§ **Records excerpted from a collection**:
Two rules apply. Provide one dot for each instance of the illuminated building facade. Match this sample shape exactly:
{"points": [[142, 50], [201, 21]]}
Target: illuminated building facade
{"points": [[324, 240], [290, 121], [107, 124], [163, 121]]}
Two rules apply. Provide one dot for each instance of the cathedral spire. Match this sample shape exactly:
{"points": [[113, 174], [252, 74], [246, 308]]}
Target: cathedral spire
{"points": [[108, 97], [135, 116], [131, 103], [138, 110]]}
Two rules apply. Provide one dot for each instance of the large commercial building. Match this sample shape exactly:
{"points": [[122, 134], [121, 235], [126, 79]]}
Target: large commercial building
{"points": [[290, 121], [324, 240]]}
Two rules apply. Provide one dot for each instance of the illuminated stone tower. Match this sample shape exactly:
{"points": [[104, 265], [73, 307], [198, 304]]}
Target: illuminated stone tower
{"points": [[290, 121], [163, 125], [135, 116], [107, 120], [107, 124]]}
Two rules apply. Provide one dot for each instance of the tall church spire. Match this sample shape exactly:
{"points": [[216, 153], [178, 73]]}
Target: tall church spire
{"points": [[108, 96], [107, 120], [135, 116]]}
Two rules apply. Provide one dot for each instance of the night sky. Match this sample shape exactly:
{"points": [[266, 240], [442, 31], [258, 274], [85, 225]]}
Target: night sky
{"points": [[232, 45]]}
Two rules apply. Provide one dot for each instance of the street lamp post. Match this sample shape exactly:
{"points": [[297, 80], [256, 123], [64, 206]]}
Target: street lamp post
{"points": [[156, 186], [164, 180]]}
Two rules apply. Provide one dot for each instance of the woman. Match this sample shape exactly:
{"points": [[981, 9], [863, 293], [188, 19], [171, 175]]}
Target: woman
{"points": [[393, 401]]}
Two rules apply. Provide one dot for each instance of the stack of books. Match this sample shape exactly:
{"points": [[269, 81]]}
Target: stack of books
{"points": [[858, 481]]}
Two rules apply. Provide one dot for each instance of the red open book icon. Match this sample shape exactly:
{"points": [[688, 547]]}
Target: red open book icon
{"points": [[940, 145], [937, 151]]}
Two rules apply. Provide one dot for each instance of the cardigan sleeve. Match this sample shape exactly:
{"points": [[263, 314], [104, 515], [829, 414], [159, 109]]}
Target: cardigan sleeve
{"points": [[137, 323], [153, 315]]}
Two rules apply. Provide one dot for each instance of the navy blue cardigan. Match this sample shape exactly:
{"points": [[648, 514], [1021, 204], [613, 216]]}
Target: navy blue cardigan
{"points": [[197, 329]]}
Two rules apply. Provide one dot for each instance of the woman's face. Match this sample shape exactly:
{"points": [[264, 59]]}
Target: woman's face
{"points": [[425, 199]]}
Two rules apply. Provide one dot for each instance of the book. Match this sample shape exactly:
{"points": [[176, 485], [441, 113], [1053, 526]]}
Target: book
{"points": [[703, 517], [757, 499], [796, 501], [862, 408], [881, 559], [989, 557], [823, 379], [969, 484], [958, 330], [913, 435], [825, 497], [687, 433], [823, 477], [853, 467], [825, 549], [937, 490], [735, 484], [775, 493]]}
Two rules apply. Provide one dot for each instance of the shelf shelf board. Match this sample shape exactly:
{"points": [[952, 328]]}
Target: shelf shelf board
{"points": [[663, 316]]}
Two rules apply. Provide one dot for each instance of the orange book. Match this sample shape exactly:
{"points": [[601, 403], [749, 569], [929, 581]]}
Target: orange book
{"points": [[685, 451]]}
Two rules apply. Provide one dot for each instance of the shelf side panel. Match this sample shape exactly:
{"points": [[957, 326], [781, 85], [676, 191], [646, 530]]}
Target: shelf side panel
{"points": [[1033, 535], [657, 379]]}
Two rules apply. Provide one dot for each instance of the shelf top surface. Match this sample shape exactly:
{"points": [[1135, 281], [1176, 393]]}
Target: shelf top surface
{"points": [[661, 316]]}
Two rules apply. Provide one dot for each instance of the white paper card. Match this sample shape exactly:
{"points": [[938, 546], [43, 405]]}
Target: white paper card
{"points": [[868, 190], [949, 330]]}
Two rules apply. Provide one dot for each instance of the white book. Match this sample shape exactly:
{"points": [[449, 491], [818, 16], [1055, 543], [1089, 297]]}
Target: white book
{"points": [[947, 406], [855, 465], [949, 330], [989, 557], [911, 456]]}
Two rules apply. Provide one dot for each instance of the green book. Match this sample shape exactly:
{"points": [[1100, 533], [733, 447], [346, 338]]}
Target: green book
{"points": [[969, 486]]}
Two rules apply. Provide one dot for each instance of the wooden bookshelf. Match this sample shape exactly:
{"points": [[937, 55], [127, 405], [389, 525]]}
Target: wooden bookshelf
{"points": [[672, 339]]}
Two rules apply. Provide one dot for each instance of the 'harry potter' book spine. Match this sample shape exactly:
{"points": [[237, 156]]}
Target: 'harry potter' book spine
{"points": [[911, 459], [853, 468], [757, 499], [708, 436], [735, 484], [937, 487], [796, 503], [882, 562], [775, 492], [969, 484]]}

§ **Aim of the task**: Could you set down, exactly as written, the lines above between the one holding "Target: stack of books" and the one holding "of the cardigan", inclusive, and nothing more?

§ **Task output**:
Target: stack of books
{"points": [[858, 481]]}
Two rules apply. Provide one dot for each instance of the red open book icon. Match this sample shape exactly:
{"points": [[688, 547]]}
Target: red open book icon
{"points": [[940, 145], [937, 151]]}
Two rules apply. Provide one dot for each instance of the cardigan sleeve. Match this sample shape exactly:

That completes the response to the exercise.